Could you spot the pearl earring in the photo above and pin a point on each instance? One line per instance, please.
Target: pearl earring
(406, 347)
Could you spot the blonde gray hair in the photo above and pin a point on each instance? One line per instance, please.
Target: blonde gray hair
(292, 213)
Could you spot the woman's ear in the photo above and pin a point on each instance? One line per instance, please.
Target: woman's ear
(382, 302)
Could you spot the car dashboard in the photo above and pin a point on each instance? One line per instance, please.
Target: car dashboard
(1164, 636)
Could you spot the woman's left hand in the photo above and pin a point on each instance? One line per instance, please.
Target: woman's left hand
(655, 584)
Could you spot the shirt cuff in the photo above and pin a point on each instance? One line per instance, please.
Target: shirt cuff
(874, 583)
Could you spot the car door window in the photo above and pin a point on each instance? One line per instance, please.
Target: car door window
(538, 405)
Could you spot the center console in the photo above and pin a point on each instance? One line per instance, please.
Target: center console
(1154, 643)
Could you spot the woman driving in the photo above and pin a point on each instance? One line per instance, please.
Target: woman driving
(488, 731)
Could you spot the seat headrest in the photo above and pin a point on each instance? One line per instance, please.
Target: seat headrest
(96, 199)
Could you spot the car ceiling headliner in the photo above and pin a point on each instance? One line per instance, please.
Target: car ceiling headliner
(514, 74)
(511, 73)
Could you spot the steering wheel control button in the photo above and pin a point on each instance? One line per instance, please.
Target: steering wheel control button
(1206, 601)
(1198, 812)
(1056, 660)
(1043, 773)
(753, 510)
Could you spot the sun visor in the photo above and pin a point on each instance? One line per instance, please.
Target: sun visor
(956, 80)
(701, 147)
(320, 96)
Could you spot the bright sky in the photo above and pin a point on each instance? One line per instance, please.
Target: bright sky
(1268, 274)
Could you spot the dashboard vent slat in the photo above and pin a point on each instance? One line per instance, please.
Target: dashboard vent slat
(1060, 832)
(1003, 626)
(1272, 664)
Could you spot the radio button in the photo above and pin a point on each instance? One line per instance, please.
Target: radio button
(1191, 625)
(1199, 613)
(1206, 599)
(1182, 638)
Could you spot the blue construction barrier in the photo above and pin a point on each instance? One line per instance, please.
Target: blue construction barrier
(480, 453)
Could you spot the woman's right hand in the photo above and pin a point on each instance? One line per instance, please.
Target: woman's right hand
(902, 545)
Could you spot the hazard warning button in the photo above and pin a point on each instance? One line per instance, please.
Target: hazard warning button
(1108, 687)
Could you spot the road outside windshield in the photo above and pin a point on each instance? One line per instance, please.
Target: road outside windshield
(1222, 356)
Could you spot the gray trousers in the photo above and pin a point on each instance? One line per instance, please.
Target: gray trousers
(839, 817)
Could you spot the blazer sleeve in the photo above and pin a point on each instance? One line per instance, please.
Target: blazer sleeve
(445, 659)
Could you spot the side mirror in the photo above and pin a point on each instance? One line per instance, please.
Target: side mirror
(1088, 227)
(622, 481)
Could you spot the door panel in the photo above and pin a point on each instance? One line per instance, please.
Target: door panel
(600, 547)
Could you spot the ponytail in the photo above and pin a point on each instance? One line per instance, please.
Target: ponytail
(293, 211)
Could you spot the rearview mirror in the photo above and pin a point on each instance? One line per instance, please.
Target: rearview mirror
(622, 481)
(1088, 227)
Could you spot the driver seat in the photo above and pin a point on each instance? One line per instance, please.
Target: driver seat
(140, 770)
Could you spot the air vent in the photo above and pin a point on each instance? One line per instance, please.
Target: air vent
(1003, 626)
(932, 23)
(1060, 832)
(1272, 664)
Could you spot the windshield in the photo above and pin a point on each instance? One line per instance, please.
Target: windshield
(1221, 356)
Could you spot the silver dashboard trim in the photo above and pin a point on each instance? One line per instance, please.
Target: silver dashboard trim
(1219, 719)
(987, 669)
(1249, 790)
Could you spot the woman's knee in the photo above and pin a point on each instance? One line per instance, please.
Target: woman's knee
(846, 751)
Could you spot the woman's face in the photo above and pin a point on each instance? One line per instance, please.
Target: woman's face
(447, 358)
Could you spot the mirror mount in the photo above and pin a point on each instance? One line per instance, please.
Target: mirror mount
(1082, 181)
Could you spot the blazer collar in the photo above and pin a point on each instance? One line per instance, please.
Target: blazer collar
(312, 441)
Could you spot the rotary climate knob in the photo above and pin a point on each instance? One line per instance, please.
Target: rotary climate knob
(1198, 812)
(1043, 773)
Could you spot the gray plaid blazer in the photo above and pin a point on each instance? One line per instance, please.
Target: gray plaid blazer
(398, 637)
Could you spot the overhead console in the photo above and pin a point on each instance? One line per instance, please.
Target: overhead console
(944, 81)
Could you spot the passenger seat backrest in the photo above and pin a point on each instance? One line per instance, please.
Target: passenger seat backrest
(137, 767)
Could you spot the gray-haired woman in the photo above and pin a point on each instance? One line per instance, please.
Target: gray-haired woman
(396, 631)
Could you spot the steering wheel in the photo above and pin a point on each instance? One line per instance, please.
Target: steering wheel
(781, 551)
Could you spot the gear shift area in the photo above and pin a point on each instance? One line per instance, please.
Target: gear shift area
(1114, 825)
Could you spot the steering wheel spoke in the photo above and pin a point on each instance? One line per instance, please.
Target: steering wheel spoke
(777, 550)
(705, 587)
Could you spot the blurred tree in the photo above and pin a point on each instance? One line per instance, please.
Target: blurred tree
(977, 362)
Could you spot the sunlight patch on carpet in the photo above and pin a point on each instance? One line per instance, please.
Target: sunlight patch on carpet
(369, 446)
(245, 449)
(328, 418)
....................
### [What you have to do]
Copy out, exactly and alone, the lines of the entries above between the ones holding "Could you spot the car dashboard" and "Could you spot the center", inclusive.

### [Solution for this problem]
Could you spot the car dashboard in the photo above and pin a point on each instance? One line per instance, please.
Target: car dashboard
(1164, 636)
Could you spot the woman's left hand in the photo above and pin a point on each instance? One line per instance, please.
Target: woman's left hand
(655, 584)
Could you spot the shirt cuff in the photo above and pin a point on each instance? One line per instance, please.
Target: shirt cuff
(874, 583)
Could you spot the car door window in the photo above and pin a point on each instance? One line per instance, please.
Target: car door window
(538, 405)
Could you spot the center console in the photo above and pin a point on each instance? One line per instance, please.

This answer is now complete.